→ **Extracted information**:
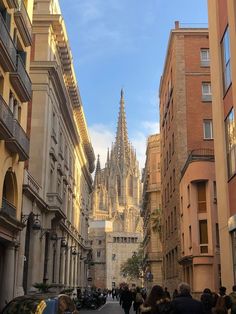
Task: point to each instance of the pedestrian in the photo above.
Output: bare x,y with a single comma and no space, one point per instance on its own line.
232,296
126,299
184,303
138,300
156,302
222,303
166,293
207,301
113,293
175,294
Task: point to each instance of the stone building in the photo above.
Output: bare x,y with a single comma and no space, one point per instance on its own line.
15,93
151,212
57,181
187,163
222,21
116,226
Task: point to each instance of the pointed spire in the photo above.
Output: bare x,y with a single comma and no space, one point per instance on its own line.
98,167
122,142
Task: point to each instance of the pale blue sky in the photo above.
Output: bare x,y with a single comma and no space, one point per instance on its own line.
122,43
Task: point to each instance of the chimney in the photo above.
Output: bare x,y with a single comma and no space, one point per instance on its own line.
176,24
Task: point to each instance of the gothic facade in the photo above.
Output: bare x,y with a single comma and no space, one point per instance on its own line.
115,222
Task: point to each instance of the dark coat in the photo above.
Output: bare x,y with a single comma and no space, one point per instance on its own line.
208,302
126,299
185,304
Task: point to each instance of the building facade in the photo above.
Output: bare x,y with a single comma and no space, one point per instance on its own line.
222,21
57,180
15,93
186,131
151,213
116,226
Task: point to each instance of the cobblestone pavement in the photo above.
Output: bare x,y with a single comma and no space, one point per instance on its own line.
111,307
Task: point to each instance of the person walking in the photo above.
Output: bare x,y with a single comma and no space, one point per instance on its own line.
138,300
232,296
126,299
222,303
207,301
184,303
156,302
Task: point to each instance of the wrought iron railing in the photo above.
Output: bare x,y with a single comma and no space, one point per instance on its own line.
6,118
204,154
22,9
21,71
7,41
8,208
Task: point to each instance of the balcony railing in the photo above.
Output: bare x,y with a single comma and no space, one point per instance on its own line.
6,120
19,143
23,23
13,4
8,208
201,154
21,81
7,48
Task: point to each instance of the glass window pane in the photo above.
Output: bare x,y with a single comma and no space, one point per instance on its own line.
203,232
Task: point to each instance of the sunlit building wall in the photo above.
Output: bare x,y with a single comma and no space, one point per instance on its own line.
222,25
15,93
58,179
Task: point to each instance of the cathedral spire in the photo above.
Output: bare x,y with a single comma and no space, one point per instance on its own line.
98,167
122,142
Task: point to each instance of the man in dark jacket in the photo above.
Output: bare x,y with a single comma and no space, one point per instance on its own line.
184,303
126,299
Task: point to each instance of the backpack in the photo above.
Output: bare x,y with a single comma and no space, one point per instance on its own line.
220,304
164,307
139,298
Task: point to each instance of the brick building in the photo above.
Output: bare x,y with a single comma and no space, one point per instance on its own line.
186,128
222,26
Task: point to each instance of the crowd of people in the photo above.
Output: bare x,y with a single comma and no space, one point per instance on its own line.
159,301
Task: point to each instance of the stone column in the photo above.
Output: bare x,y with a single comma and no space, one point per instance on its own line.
75,270
62,267
9,273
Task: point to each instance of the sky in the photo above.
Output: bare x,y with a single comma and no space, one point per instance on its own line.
122,44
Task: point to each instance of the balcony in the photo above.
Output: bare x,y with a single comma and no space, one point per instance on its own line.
20,81
23,23
8,208
201,154
55,204
6,120
19,143
7,48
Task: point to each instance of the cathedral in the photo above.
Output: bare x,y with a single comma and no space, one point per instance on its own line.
116,226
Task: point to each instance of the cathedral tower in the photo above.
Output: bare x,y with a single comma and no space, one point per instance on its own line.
115,207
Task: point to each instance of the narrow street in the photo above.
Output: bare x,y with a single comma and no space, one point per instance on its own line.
110,307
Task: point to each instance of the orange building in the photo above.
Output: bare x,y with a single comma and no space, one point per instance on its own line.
151,212
187,137
222,26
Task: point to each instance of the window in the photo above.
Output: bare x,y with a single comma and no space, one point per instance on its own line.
225,50
217,236
190,236
230,132
205,57
203,236
207,128
201,196
206,91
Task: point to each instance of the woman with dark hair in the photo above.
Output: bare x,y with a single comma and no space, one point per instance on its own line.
207,301
156,302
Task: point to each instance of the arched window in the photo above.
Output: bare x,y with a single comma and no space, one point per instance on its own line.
118,186
130,185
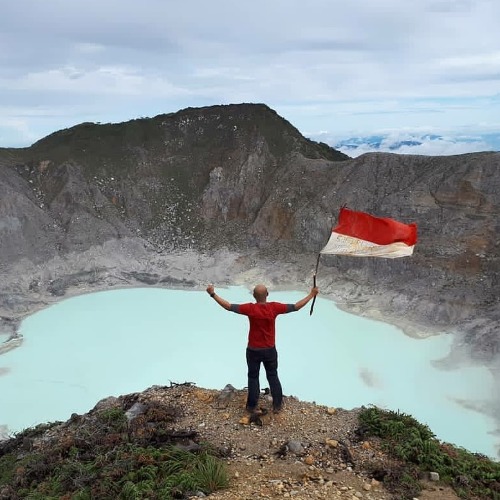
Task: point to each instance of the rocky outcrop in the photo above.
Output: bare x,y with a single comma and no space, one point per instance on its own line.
103,204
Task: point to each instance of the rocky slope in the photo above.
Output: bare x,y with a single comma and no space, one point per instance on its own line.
242,192
118,449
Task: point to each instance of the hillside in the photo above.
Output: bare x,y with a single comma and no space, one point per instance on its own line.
134,446
238,188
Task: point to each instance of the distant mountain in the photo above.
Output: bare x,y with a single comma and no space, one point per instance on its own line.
414,143
235,193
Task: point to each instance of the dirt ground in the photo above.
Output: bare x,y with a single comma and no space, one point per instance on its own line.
307,451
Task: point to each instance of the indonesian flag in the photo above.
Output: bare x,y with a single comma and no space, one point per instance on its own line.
360,234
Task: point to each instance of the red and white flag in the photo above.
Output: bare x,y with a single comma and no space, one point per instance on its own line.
360,234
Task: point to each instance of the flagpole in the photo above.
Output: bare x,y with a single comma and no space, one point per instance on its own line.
314,284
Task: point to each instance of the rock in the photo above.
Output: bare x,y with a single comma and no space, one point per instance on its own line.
332,443
136,410
295,447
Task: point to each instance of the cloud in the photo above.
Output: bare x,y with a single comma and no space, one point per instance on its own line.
322,65
414,142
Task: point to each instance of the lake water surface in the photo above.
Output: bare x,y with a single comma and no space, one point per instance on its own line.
116,342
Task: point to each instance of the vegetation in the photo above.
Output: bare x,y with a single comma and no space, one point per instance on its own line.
108,459
471,475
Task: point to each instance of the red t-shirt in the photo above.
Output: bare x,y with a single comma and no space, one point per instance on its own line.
262,316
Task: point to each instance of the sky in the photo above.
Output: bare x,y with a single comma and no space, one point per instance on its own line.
335,70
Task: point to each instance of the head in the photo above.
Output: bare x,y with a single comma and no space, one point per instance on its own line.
260,293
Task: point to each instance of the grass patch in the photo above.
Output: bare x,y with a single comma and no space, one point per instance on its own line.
125,472
471,475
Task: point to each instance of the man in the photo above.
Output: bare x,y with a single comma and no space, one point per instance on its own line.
261,340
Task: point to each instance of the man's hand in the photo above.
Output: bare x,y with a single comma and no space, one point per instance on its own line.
301,303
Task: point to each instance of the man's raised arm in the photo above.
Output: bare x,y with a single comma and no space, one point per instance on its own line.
222,302
301,303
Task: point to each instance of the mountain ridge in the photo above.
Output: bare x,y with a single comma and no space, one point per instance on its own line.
89,204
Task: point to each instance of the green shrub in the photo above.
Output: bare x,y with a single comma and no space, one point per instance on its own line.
471,475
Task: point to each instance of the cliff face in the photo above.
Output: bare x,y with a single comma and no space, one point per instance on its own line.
242,179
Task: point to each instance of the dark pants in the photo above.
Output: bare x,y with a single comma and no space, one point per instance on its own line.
269,357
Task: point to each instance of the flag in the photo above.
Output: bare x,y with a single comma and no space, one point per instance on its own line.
360,234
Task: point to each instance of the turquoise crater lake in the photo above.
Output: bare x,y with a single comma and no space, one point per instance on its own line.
115,342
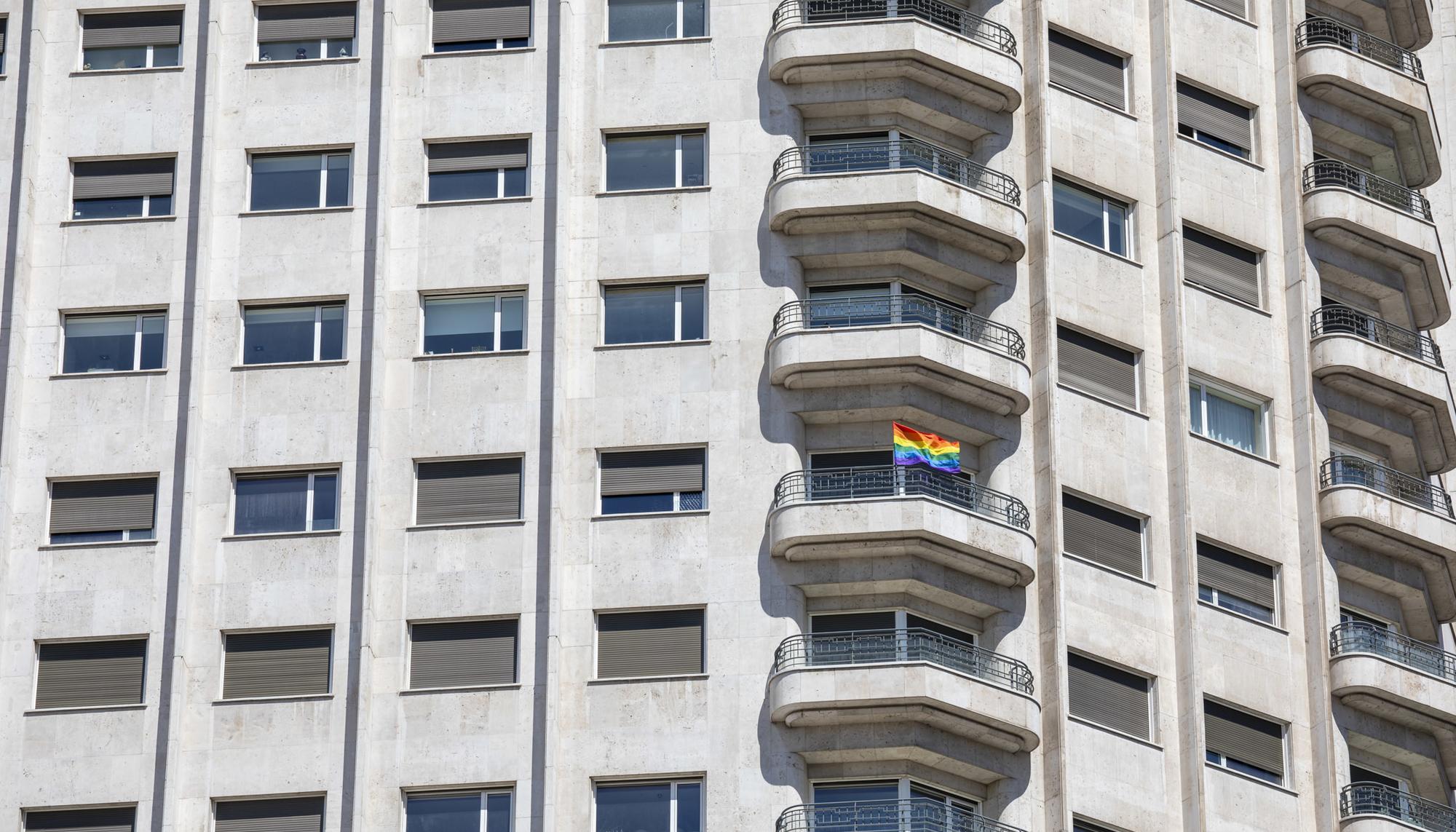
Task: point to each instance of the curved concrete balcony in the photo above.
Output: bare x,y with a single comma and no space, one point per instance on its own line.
905,677
898,339
880,511
861,186
1382,221
1391,367
1377,80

→ **Exercise**: One stretch of the lines above is wanted, from the line that contains "Task: point to each instance of the flagpole" through the line that contains "Task: point to each instance of the cloud". Output it exactly.

→ **Written solution**:
Task: point to each instance of the flagpole in the photo above.
Output: bare x,y with a single comma and no space, one point per instance on its own line.
314,284
Task: point to each instance of the rock in the photo above.
Output: bare x,y with a single comma and no space, one point per instance on its own line.
332,443
136,410
295,447
Task: point to each instance of the cloud in the photo above.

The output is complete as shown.